• Problem to work on
The line that contains "Where can the dark" marks the end: retype the data below exactly from its first line through that line.

• Data shown
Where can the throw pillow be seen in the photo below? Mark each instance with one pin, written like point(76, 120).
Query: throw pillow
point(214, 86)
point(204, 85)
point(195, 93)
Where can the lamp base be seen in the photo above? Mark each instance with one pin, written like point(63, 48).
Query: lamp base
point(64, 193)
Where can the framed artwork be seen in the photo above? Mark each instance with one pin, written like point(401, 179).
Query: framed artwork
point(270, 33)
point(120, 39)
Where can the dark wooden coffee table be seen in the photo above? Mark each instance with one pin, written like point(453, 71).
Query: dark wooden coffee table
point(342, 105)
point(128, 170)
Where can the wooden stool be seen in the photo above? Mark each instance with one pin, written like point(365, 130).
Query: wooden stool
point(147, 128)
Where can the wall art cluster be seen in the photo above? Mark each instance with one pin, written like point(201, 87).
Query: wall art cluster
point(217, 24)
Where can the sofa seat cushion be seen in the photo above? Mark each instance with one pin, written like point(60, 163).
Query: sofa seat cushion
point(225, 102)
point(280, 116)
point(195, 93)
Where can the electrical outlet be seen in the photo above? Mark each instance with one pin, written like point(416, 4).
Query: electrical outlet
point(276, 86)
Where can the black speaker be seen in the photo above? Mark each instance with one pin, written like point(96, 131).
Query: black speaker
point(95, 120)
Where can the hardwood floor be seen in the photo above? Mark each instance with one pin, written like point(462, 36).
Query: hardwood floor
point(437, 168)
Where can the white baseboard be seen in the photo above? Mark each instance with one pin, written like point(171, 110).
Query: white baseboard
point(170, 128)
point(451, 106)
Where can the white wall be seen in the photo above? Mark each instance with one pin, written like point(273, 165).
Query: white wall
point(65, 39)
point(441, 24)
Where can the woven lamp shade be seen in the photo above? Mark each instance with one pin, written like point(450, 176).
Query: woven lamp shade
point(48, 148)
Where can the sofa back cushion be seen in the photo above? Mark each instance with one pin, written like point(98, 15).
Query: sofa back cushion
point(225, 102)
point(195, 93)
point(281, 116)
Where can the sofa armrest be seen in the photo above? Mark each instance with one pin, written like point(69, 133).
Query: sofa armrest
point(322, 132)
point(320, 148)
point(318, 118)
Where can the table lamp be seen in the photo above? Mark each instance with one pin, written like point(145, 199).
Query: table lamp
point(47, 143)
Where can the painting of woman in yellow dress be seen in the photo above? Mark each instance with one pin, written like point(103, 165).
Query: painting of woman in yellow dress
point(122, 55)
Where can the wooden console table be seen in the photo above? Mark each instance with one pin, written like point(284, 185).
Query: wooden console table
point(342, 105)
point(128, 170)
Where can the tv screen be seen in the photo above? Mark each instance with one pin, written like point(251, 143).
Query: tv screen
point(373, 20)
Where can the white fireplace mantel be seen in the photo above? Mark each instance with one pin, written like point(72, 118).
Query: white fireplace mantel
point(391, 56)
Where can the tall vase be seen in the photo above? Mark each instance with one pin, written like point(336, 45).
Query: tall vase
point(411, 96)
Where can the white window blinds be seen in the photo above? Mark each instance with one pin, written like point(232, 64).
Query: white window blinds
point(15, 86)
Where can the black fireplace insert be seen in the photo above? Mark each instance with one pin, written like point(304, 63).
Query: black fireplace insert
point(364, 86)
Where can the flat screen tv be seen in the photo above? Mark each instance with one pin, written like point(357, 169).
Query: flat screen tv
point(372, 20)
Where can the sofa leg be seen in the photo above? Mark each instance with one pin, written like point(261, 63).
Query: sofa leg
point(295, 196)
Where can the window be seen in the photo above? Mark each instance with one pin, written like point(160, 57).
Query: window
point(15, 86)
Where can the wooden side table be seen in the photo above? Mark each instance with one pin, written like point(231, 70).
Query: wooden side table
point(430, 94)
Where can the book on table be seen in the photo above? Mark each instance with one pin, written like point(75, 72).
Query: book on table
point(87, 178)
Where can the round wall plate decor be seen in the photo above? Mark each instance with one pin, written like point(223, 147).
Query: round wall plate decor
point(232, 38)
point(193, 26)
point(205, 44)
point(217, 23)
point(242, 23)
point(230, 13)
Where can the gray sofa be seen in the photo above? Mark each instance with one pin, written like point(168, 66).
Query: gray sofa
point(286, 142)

• Output for this task
Where can the throw pillow be seen in the photo below? Mark each instance with one pin, written like point(76, 120).
Query: throw pillow
point(214, 86)
point(204, 85)
point(195, 93)
Where can the lamp base be seen in the photo above? Mark each instance with one pin, written like point(63, 48).
Query: lamp base
point(64, 193)
Where can the framed artwork be seen in the photo above? Mark each instance with one pin, written like point(401, 179).
Query: framed artwork
point(270, 33)
point(120, 39)
Where can the dark wooden coffee table be seen in the photo above? Mark each instance with one pin, written like point(453, 71).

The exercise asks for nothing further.